Copy the items below, swapping every "rough mask" for "coarse mask" and keeping everything else the same.

# [WORKING DATA]
---+---

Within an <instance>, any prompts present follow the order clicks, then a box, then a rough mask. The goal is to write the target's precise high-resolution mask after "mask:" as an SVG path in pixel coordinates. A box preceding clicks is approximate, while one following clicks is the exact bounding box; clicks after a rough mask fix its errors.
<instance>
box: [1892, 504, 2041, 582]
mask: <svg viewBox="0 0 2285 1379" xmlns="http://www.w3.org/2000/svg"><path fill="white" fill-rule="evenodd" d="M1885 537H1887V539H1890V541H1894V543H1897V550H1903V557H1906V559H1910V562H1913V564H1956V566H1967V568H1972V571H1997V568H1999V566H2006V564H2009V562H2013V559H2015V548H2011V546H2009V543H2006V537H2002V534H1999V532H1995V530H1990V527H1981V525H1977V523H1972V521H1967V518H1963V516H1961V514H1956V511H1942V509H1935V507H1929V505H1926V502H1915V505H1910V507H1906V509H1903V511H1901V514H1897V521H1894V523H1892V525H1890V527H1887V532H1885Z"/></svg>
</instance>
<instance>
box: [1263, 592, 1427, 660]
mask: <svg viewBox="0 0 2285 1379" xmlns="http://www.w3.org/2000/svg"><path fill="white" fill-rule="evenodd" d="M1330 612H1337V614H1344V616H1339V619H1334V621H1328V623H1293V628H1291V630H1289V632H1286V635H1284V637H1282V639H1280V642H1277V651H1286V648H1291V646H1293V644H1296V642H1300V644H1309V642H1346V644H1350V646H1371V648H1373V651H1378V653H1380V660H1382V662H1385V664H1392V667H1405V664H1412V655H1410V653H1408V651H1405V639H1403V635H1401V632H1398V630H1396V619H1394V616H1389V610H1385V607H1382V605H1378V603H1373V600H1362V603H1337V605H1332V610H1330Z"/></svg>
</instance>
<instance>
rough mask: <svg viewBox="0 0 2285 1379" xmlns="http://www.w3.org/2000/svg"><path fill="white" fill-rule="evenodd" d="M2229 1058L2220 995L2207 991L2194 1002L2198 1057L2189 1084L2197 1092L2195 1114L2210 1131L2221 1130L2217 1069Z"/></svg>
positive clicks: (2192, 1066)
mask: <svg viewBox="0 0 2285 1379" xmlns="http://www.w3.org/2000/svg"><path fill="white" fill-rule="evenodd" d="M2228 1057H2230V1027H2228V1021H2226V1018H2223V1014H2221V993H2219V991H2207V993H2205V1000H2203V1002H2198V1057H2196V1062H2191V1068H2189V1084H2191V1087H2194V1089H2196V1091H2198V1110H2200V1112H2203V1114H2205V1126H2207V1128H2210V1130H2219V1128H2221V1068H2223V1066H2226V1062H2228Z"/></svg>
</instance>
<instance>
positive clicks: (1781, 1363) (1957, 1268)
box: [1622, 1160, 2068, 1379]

---+---

# [RESPONSE TO THIS EXERCISE]
Within an <instance>, any prompts present follow the order clicks, then a box, then a coarse mask. The goal is to write the target's precise high-resolution mask after "mask:" as an SVG path in pixel coordinates. A box preceding clicks is approximate, while one following clicks is the exact bounding box; clicks after a coarse mask fix its errors.
<instance>
box: [1892, 504, 2041, 582]
mask: <svg viewBox="0 0 2285 1379" xmlns="http://www.w3.org/2000/svg"><path fill="white" fill-rule="evenodd" d="M1885 537H1887V539H1890V541H1894V543H1897V550H1903V557H1906V559H1910V562H1913V564H1956V566H1967V568H1972V571H1997V568H1999V566H2006V564H2009V562H2013V559H2015V548H2011V546H2009V543H2006V537H2002V534H1999V532H1995V530H1990V527H1981V525H1977V523H1972V521H1967V518H1963V516H1961V514H1956V511H1942V509H1935V507H1929V505H1926V502H1915V505H1910V507H1906V509H1903V511H1901V514H1897V521H1894V523H1892V525H1890V527H1887V532H1885Z"/></svg>
</instance>
<instance>
box: [1263, 592, 1427, 660]
mask: <svg viewBox="0 0 2285 1379" xmlns="http://www.w3.org/2000/svg"><path fill="white" fill-rule="evenodd" d="M1330 612H1337V614H1344V616H1339V619H1334V621H1328V623H1293V628H1291V630H1289V632H1286V635H1284V637H1282V639H1280V642H1277V651H1286V648H1291V646H1293V644H1296V642H1300V644H1309V642H1346V644H1350V646H1371V648H1373V651H1378V653H1380V660H1382V662H1385V664H1392V667H1405V664H1412V655H1410V653H1408V651H1405V639H1403V635H1401V632H1398V630H1396V619H1394V616H1389V610H1385V607H1382V605H1378V603H1373V600H1362V603H1337V605H1332V610H1330Z"/></svg>
</instance>
<instance>
coarse mask: <svg viewBox="0 0 2285 1379" xmlns="http://www.w3.org/2000/svg"><path fill="white" fill-rule="evenodd" d="M2229 1058L2220 995L2207 991L2194 1002L2198 1057L2189 1084L2197 1092L2195 1114L2210 1131L2221 1130L2217 1069Z"/></svg>
positive clicks: (2192, 1066)
mask: <svg viewBox="0 0 2285 1379" xmlns="http://www.w3.org/2000/svg"><path fill="white" fill-rule="evenodd" d="M2228 1057H2230V1027H2228V1021H2226V1018H2223V1014H2221V993H2219V991H2207V993H2205V1000H2203V1002H2198V1057H2196V1062H2191V1068H2189V1084H2191V1087H2194V1089H2196V1091H2198V1110H2200V1112H2203V1114H2205V1126H2207V1128H2210V1130H2219V1128H2221V1068H2223V1066H2226V1062H2228Z"/></svg>
</instance>
<instance>
positive clicks: (1781, 1363) (1957, 1268)
box: [1622, 1160, 2068, 1379]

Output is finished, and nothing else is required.